» **PROMPT**: Repeat every record exactly, but omit the images.

» **SOURCE DATA**:
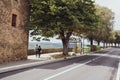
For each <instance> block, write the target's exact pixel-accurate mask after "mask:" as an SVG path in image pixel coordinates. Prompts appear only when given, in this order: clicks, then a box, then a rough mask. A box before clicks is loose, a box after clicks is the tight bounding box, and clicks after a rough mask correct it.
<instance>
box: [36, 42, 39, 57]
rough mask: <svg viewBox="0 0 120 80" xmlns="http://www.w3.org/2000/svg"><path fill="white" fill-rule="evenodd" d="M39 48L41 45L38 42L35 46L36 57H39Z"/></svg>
mask: <svg viewBox="0 0 120 80" xmlns="http://www.w3.org/2000/svg"><path fill="white" fill-rule="evenodd" d="M38 48H39V46H38V44H36V46H35V55H36V58H37V54H39V50H38Z"/></svg>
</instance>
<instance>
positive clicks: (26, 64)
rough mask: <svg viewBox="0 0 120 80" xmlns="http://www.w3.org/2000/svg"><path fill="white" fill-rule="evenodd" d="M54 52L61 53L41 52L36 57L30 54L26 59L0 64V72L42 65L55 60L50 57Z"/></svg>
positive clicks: (58, 53) (53, 54)
mask: <svg viewBox="0 0 120 80" xmlns="http://www.w3.org/2000/svg"><path fill="white" fill-rule="evenodd" d="M54 54H61V52H55V53H48V54H41V56H40V58H36V56H35V55H30V56H28V59H27V60H23V61H16V62H10V63H5V64H0V73H3V72H8V71H13V70H17V69H23V68H27V67H32V66H37V65H42V64H45V63H49V62H53V61H56V60H55V59H53V58H52V57H51V55H54Z"/></svg>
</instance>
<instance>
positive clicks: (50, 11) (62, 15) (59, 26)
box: [28, 0, 96, 55]
mask: <svg viewBox="0 0 120 80" xmlns="http://www.w3.org/2000/svg"><path fill="white" fill-rule="evenodd" d="M30 9H31V10H30V22H29V23H28V26H29V29H32V30H34V31H33V33H34V34H38V35H39V34H40V35H42V36H47V37H51V36H54V35H59V36H60V38H61V40H62V43H63V54H65V55H66V54H67V53H68V43H69V38H70V36H71V35H72V34H73V33H77V32H79V31H80V30H81V29H87V28H92V27H94V25H95V22H96V14H95V6H94V2H93V1H92V0H30Z"/></svg>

» **EXERCISE RESPONSE**:
For each <instance> block, write the target's exact pixel-accurate mask after "mask:" as an SVG path in image pixel coordinates. Prompts appear only when given, in this order: clicks, then a box, then a rough mask. A box before clicks is loose, a box after clicks is the tight bounding box, and clicks after a rough mask correct it.
<instance>
box: [36, 42, 39, 57]
rough mask: <svg viewBox="0 0 120 80" xmlns="http://www.w3.org/2000/svg"><path fill="white" fill-rule="evenodd" d="M39 48L41 45L38 42L35 46L36 57H39Z"/></svg>
mask: <svg viewBox="0 0 120 80" xmlns="http://www.w3.org/2000/svg"><path fill="white" fill-rule="evenodd" d="M38 48H39V46H38V44H36V46H35V55H36V58H37V54H39V50H38Z"/></svg>
</instance>
<instance>
positive clicks: (26, 64)
rough mask: <svg viewBox="0 0 120 80" xmlns="http://www.w3.org/2000/svg"><path fill="white" fill-rule="evenodd" d="M54 52L61 53L41 52L36 57L30 54L26 59L0 64V72L42 65L55 60L50 57Z"/></svg>
positive clicks: (58, 53) (53, 54)
mask: <svg viewBox="0 0 120 80" xmlns="http://www.w3.org/2000/svg"><path fill="white" fill-rule="evenodd" d="M54 54H61V52H55V53H48V54H41V56H40V58H36V56H35V55H30V56H28V59H27V60H23V61H16V62H10V63H5V64H0V73H3V72H8V71H13V70H17V69H23V68H27V67H32V66H37V65H42V64H45V63H49V62H53V61H56V60H55V59H53V58H52V57H51V55H54Z"/></svg>
</instance>
<instance>
positive clicks: (50, 11) (62, 15) (59, 26)
box: [28, 0, 96, 55]
mask: <svg viewBox="0 0 120 80" xmlns="http://www.w3.org/2000/svg"><path fill="white" fill-rule="evenodd" d="M30 9H31V10H30V22H29V23H28V26H29V29H32V30H34V31H33V33H34V34H38V35H39V34H40V35H42V36H47V37H51V36H54V35H59V36H60V38H61V40H62V43H63V54H65V55H66V54H67V53H68V43H69V38H70V36H71V35H72V34H73V33H77V32H79V31H80V30H81V29H87V28H92V27H94V25H95V22H96V14H95V6H94V2H93V1H92V0H30Z"/></svg>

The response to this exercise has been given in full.